- Input -
--------------------

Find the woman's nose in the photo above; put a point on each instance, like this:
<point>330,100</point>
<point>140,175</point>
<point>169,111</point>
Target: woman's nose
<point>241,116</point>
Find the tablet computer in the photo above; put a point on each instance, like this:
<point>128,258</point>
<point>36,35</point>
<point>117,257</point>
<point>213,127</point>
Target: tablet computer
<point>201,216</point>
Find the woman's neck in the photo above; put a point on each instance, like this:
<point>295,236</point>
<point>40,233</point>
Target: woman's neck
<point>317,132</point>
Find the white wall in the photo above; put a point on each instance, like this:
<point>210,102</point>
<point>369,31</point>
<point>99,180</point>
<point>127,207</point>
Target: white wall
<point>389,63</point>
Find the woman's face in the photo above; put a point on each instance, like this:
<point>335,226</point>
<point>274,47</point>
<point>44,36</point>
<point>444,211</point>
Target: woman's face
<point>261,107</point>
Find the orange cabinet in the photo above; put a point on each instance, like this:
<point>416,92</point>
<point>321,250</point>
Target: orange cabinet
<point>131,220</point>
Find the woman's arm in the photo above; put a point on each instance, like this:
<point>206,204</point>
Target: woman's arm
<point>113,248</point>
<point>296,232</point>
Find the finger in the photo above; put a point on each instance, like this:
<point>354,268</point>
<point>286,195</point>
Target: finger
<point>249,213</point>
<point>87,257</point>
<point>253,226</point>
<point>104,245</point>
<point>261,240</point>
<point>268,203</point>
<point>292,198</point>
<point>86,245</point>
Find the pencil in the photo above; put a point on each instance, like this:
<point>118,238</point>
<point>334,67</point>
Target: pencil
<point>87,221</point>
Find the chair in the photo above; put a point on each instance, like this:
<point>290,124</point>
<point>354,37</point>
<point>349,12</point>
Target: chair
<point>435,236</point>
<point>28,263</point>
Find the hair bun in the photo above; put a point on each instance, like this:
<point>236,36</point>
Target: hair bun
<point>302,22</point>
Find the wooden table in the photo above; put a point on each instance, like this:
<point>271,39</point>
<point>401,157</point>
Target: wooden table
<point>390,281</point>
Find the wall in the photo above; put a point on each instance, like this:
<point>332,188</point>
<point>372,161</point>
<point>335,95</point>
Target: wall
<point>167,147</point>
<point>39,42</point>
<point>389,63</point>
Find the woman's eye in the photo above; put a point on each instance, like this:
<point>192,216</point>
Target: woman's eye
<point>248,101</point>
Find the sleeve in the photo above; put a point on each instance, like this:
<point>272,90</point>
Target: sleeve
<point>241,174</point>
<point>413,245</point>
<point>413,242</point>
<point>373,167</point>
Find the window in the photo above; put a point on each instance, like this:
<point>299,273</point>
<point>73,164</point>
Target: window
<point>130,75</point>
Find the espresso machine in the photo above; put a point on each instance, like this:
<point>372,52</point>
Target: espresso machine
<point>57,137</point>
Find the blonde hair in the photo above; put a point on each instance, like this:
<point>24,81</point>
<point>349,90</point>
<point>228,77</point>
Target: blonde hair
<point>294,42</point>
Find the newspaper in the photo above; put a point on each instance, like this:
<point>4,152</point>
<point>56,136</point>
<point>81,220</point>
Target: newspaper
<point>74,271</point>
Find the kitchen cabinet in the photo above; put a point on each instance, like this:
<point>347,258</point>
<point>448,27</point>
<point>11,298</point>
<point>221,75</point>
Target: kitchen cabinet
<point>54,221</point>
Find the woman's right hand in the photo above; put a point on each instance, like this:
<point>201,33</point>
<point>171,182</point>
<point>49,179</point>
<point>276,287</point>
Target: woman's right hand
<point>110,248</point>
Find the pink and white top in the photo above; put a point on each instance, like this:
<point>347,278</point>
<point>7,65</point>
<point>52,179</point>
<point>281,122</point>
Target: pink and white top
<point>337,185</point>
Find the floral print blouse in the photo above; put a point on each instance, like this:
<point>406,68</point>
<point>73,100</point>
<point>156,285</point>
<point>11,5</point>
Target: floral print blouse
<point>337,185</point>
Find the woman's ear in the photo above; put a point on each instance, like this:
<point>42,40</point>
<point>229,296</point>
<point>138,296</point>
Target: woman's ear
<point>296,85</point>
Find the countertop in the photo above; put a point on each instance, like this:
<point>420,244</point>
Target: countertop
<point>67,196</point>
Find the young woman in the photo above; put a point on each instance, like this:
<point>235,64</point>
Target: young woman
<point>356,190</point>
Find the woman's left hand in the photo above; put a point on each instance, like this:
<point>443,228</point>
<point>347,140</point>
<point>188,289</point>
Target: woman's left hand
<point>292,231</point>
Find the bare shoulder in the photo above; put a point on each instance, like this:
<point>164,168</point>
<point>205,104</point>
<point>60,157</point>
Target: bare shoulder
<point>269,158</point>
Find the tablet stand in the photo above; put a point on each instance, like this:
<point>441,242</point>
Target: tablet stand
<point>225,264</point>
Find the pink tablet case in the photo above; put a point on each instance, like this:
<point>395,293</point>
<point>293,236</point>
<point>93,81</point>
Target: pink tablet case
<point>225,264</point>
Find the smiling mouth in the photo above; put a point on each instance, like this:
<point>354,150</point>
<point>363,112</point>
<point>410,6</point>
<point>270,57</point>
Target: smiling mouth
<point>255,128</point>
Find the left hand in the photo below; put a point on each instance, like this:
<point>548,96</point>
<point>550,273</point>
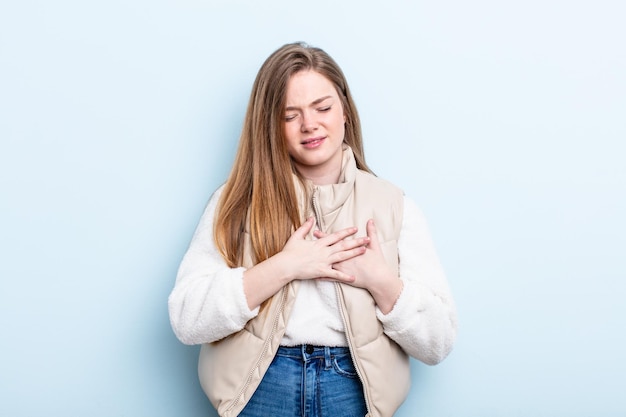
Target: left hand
<point>372,271</point>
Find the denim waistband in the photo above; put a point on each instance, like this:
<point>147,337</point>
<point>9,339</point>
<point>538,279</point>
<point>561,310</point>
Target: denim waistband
<point>308,352</point>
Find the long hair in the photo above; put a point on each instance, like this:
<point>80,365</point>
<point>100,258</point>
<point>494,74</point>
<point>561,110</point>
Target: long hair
<point>260,188</point>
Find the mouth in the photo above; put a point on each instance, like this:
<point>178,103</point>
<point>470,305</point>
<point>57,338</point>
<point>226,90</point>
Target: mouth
<point>313,142</point>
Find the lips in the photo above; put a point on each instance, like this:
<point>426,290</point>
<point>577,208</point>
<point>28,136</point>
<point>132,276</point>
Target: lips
<point>313,142</point>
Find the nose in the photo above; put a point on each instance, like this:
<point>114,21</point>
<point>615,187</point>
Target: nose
<point>309,122</point>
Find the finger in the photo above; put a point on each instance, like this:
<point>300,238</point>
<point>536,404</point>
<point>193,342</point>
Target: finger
<point>333,238</point>
<point>338,276</point>
<point>344,255</point>
<point>319,234</point>
<point>372,234</point>
<point>304,230</point>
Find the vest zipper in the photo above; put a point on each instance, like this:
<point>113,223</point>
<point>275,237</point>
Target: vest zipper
<point>357,366</point>
<point>268,340</point>
<point>318,217</point>
<point>316,209</point>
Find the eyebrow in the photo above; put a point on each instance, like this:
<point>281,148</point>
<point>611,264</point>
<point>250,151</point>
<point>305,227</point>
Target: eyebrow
<point>315,102</point>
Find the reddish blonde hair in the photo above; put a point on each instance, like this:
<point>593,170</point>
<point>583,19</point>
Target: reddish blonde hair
<point>260,188</point>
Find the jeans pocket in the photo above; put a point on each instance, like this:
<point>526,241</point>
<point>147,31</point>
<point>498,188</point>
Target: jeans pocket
<point>343,365</point>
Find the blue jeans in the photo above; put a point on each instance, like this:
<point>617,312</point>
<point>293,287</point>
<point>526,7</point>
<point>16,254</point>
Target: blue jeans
<point>309,381</point>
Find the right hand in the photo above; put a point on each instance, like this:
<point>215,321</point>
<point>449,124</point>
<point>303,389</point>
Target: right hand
<point>310,259</point>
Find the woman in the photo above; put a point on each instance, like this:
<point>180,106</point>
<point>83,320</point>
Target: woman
<point>309,280</point>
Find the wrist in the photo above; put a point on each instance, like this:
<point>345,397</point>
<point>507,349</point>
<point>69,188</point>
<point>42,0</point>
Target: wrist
<point>386,295</point>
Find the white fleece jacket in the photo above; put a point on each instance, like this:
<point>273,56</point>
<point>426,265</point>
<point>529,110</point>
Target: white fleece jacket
<point>208,302</point>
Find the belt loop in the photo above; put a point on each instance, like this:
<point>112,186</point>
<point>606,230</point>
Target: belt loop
<point>327,361</point>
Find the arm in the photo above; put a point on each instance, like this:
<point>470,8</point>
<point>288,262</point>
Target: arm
<point>211,301</point>
<point>423,320</point>
<point>208,302</point>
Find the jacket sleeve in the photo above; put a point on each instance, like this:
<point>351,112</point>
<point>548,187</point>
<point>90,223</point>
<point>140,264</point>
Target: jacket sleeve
<point>208,302</point>
<point>423,320</point>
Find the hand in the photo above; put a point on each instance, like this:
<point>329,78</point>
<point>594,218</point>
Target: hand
<point>309,259</point>
<point>371,271</point>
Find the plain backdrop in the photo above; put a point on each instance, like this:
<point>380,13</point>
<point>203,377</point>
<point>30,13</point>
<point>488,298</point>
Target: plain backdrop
<point>504,120</point>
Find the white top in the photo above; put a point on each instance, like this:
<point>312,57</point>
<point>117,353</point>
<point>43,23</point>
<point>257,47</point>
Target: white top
<point>208,301</point>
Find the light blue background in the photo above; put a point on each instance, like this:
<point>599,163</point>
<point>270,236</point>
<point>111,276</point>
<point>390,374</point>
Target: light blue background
<point>505,120</point>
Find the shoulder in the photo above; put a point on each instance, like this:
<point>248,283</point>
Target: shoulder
<point>377,184</point>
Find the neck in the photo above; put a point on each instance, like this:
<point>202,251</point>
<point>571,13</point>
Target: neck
<point>330,175</point>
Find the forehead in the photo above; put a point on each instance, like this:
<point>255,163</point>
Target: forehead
<point>307,86</point>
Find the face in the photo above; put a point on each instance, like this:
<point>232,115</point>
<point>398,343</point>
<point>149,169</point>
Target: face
<point>314,126</point>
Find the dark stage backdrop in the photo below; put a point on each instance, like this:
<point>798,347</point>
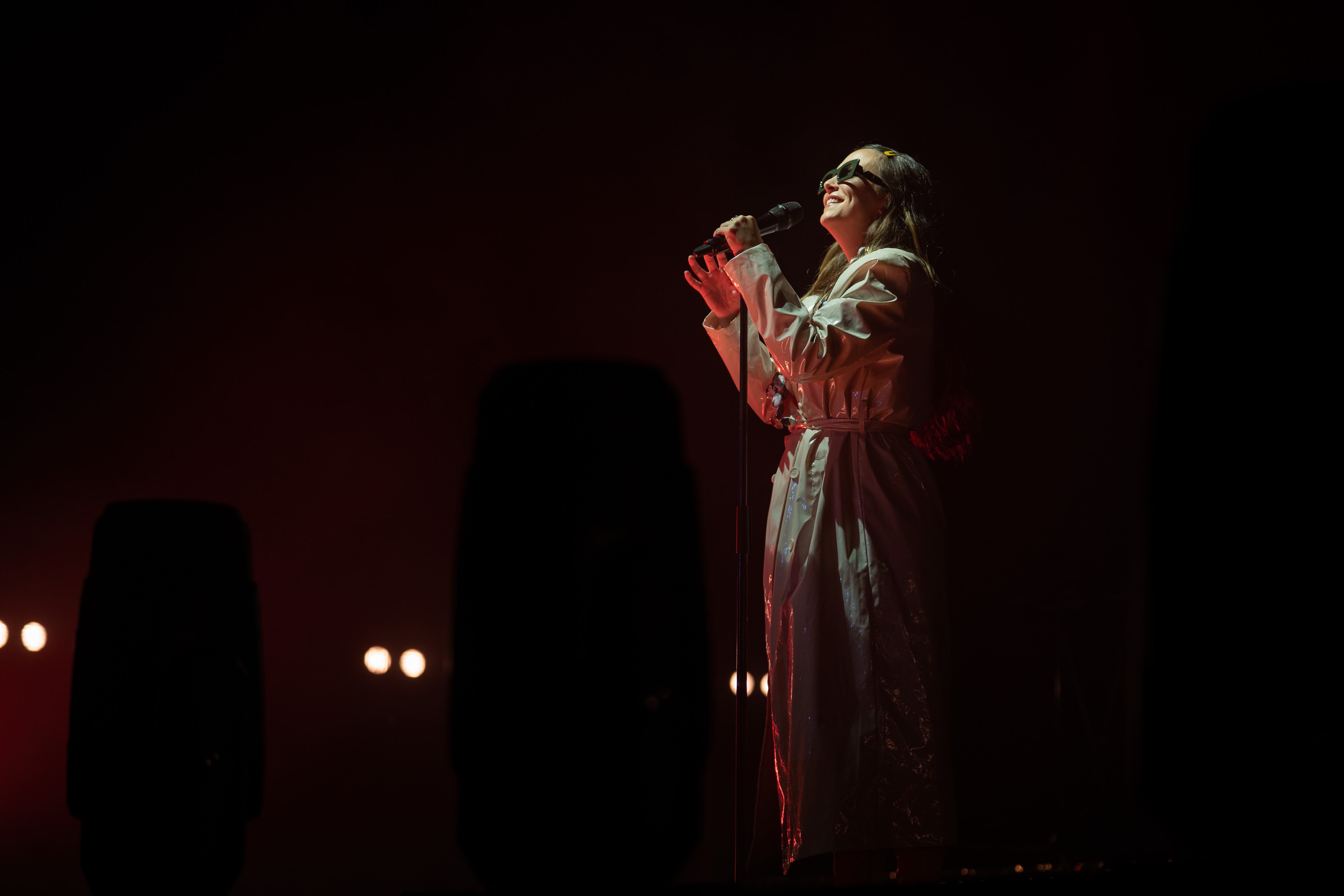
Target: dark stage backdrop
<point>269,257</point>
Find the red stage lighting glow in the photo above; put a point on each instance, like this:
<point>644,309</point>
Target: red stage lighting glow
<point>378,662</point>
<point>413,664</point>
<point>34,637</point>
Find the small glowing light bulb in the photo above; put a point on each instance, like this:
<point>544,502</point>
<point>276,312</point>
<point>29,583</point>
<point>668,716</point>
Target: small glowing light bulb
<point>34,637</point>
<point>378,662</point>
<point>413,664</point>
<point>733,683</point>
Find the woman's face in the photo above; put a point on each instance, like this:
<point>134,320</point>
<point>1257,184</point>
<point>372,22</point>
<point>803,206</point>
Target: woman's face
<point>854,205</point>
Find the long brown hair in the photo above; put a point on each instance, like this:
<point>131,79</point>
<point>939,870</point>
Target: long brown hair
<point>908,222</point>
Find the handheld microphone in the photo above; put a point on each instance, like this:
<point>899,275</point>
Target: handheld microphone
<point>783,217</point>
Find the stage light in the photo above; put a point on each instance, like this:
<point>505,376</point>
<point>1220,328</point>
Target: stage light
<point>733,683</point>
<point>413,664</point>
<point>378,662</point>
<point>34,637</point>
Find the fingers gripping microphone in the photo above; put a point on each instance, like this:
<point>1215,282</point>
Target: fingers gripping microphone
<point>783,217</point>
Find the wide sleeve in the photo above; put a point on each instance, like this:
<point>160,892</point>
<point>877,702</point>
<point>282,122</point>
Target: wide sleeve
<point>764,386</point>
<point>847,331</point>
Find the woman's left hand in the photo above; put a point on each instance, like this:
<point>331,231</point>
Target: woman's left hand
<point>742,233</point>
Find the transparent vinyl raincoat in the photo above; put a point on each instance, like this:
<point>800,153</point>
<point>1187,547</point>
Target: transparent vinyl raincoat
<point>854,558</point>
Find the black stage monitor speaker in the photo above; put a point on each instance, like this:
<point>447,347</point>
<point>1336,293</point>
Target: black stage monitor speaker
<point>580,703</point>
<point>166,711</point>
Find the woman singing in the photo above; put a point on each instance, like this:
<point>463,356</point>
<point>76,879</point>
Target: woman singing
<point>857,631</point>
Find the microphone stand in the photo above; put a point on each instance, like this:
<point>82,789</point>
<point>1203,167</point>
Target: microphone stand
<point>741,837</point>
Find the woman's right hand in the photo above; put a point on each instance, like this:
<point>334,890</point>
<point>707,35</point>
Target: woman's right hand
<point>716,288</point>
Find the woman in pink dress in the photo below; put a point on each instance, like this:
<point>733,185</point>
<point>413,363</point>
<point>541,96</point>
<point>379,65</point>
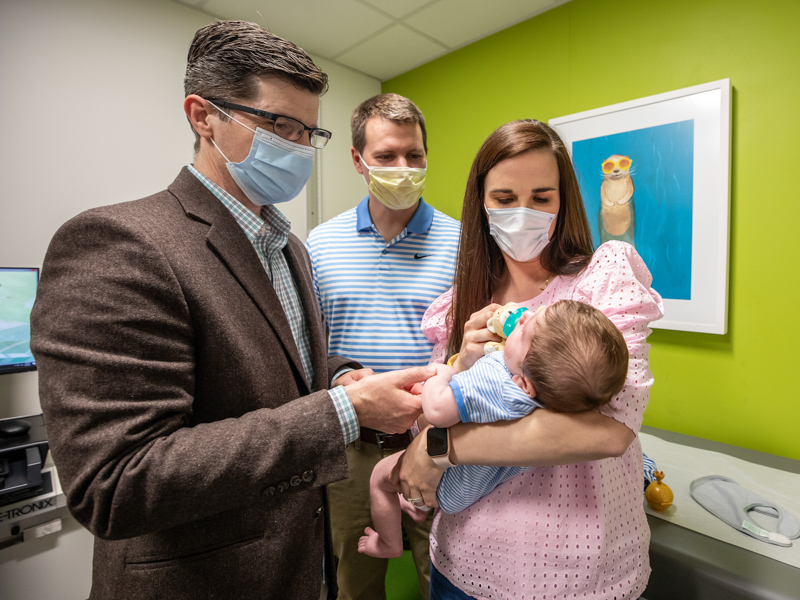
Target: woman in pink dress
<point>572,526</point>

--------------------

- What is needed -
Render the lines from the line with "Find the plain" up to and including the line with "<point>854,205</point>" as a Markdown table with the columns Row and Line, numbering each row and skipping blank lines. Leave the pictures out.

- Correct result -
| Row | Line |
|---|---|
| 1 | Find the plain backdrop in the photo above; put a point on each instance, like this: |
| 2 | <point>380,13</point> |
| 3 | <point>203,377</point> |
| 4 | <point>30,13</point> |
| 5 | <point>488,298</point> |
| 6 | Target: plain backdrop |
| 7 | <point>504,120</point> |
| 8 | Find the white top in the photo above; put a point on each instance, like this: |
| 9 | <point>312,57</point> |
| 10 | <point>117,353</point> |
| 11 | <point>43,23</point> |
| 12 | <point>257,47</point> |
| 13 | Target: white top |
| 14 | <point>208,301</point> |
| 15 | Find the light blue background in the photo above; put a point on each instance, like this: |
| 16 | <point>599,163</point> |
| 17 | <point>270,236</point> |
| 18 | <point>111,276</point> |
| 19 | <point>390,374</point> |
| 20 | Target: light blue background |
| 21 | <point>505,120</point> |
| 22 | Find the shoulder in the photo above; put a point on each instance, like this: |
| 23 | <point>248,283</point> |
| 24 | Target: shoulder |
| 25 | <point>377,184</point> |
| 26 | Find the neck in the photo above; put a point on each instance, like this: |
| 27 | <point>202,251</point> |
| 28 | <point>571,13</point> |
| 29 | Target: neck |
| 30 | <point>330,175</point> |
| 31 | Find the forehead in the photo above; put a point on each instance, like this: |
| 32 | <point>255,163</point> |
| 33 | Target: forehead |
| 34 | <point>307,86</point> |
| 35 | Find the face in the photo above; put a point on each instance, like this: |
| 36 | <point>232,115</point> |
| 37 | <point>398,343</point> |
| 38 | <point>149,169</point> |
| 39 | Target: face |
| 40 | <point>314,126</point> |
| 41 | Find the dark stage backdrop in the photo below; put a point on each instance, like this: |
| 42 | <point>798,347</point> |
| 43 | Target: dark stage backdrop |
| 44 | <point>269,257</point> |
| 45 | Find the red stage lighting glow in the photo above; put a point on each instance, like this: |
| 46 | <point>644,309</point> |
| 47 | Target: red stage lighting glow |
| 48 | <point>378,662</point> |
| 49 | <point>413,664</point> |
| 50 | <point>34,637</point> |
| 51 | Find the small glowing light bulb in the photo above; put a point on each instance, like this: |
| 52 | <point>544,502</point> |
| 53 | <point>276,312</point> |
| 54 | <point>29,583</point> |
| 55 | <point>668,716</point> |
| 56 | Target: small glowing light bulb |
| 57 | <point>34,637</point> |
| 58 | <point>378,662</point> |
| 59 | <point>413,664</point> |
| 60 | <point>733,683</point> |
| 61 | Find the woman's face in the photo above; put a point on each instance, like this: |
| 62 | <point>134,320</point> |
| 63 | <point>1257,184</point> |
| 64 | <point>372,22</point> |
| 65 | <point>803,206</point> |
| 66 | Target: woman's face |
| 67 | <point>854,205</point> |